> GIVEN TEXT
____________

Sciple: Yeah, but still to remember, you know, these things have happened in the past, we talked about SARS, we recovered just fine. I think things will be fine over the long-term, but keep in mind that you think long-term. And take care of yourself, wash your hands, do everything you can to keep yourself healthy and that'll be good for everybody.

As we said, we got a great show planned for you today. We'll be diving into the defense industry, we got a tweet from one of our listeners, DJ Joey Hayes asking us to dive into this, so that's what we're going to do.

You know, if anybody else at home has any other show topics want us to dive into, don't hesitate to tweet us. Shoot us an email at [email protected] and we'll be happy to dive into that.

On the back half of the show, we will be diving into Leidos, which is the largest IT business in the defense industry. But first, the big news right now is the latest defense budget. Before we dive into the budget itself, Lou, how does this budgeting process actually work?

Whiteman: Yeah, it's important for investors interested in defense to kind of get a primer on the process. What we saw a couple of weeks ago, this is the Pentagon has submitted their annual budget request to Congress, this is not the final document, this is the first step in the negotiations. The Congress has the power of the purse. We're now going to start a period where there's going to be a lot of hearings, a lot of back-and-forth where Congress will eventually, hopefully by early fall, come up with a budget and allocate funds.

This is an important part of the process, because it gives us, kind of, insight into what the military planners are thinking, what they're prioritizing. It is important to look at, but at the same time, this is not a final spending document and you shouldn't necessarily trade off of any request you see on this. So, it's important to keep that in mind. This is a long drawn out process.

Sciple: And, Lou, one question I have when I'm thinking about the budgeting process and how the major defense contractors play into it. To what extent are there kind of governmental relations efforts on the part of these contractors to influence the budget to benefit their business?

Whiteman: Very much so. And you especially see it on the congressional side. This is why all these contractors have operations in 50 states. A lot of times the gamesmanship you'll see right now is, the Pentagon will actually, to try and get more bang for the buck, so to speak, they will lessen their request for popular programs, say the F-35, knowing full well that Congress people will be under pressure from the contractors to make sure that that goes up and, hopefully, it won't come at a cost to something else, so just raise the overall budget.

So, yes, especially on the congressional side, the lobbying comes in. And, yeah, this is how the sausage is made.

Sciple: Yeah, this is an important part of these businesses when their No. 1 contractor, customer is the U.S. government. And when we go into the budget itself, Lou, what really stands out to you in this budget proposal?

Whiteman: So, we're going to talk about three things today. First of all, we've talked about this on the show before, but the nukes. The nuclear triad is a huge Pentagon priority. Refreshing 1960s Cold War combination of bombers, submarines, and missiles. They're due for an upgrade. It is a very expensive process; $400 billion or higher over a 10-year period. We're not going to do it all in one year, but that was a big priority in this budget. $45 billion in total spending for nukes, spread across $4 billion for a new ballistic submarine, that's a General Dynamics program. We have almost $3 billion for the B-21 bomber, which is Northrop Grumman. And then another $1.5 billion to replace the intercontinental ballistic missile; which is still up for bid but is likely to be a Northrop program.

____________

> DATA LINES
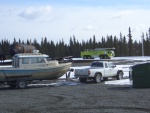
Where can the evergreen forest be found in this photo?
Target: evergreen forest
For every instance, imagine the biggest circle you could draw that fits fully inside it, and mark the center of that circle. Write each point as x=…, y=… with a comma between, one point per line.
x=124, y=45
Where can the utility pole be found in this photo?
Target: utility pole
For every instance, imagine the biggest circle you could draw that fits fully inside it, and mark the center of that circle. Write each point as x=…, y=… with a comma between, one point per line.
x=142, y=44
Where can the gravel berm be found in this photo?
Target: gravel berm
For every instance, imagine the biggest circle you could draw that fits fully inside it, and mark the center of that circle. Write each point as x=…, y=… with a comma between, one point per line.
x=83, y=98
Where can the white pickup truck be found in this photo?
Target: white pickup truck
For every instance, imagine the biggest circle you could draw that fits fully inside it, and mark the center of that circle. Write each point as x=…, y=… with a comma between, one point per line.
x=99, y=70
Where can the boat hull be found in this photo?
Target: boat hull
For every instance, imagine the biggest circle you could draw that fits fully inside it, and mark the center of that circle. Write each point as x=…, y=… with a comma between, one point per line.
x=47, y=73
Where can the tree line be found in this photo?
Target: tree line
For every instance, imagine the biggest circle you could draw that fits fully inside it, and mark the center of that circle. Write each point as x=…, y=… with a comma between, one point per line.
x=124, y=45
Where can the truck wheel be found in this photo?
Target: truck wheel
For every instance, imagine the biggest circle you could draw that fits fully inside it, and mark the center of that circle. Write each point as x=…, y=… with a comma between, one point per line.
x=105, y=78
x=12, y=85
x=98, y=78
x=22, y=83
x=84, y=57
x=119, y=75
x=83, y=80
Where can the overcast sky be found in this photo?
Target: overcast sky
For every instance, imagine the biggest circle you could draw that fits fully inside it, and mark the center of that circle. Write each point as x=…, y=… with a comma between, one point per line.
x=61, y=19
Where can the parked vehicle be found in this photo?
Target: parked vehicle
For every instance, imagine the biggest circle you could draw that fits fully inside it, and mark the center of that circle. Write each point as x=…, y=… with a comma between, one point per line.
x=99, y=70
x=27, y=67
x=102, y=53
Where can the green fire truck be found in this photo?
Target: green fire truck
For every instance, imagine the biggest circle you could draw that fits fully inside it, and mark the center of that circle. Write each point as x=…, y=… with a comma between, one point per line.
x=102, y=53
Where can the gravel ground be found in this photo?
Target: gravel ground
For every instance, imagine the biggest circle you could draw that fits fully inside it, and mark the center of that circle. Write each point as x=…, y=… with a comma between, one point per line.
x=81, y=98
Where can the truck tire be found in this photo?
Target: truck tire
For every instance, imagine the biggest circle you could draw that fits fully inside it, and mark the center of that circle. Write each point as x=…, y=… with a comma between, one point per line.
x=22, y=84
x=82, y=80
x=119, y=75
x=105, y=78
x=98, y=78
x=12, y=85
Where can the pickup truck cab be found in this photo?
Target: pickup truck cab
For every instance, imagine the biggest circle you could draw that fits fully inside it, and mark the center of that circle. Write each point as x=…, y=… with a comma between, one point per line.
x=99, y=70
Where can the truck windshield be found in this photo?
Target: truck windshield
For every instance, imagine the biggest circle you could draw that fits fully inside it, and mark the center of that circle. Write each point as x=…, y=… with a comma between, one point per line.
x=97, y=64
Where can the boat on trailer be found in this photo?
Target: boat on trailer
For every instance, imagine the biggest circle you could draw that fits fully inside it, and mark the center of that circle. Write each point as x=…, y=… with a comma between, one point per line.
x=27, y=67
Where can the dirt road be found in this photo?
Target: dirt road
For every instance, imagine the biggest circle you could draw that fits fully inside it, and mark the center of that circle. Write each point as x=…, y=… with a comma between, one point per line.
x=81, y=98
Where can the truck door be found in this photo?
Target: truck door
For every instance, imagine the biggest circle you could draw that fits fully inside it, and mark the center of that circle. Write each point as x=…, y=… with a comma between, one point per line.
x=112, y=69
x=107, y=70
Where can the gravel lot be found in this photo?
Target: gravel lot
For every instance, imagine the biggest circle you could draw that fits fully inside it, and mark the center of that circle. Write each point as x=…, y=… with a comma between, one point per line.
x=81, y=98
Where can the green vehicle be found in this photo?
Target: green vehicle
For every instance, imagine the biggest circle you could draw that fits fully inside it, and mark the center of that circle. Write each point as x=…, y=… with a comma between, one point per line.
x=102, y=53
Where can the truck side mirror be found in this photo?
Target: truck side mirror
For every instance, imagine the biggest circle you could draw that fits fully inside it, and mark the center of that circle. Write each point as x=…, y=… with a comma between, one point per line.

____________

> DIRECTIVE
Please rewrite the defense budget transcript starting at "Sciple: Yeah, but" and ending at "dive into that.", putting "audience members" in place of "listeners".

> COMPLETE RESPONSE
Sciple: Yeah, but still to remember, you know, these things have happened in the past, we talked about SARS, we recovered just fine. I think things will be fine over the long-term, but keep in mind that you think long-term. And take care of yourself, wash your hands, do everything you can to keep yourself healthy and that'll be good for everybody.

As we said, we got a great show planned for you today. We'll be diving into the defense industry, we got a tweet from one of our audience members, DJ Joey Hayes asking us to dive into this, so that's what we're going to do.

You know, if anybody else at home has any other show topics want us to dive into, don't hesitate to tweet us. Shoot us an email at [email protected] and we'll be happy to dive into that.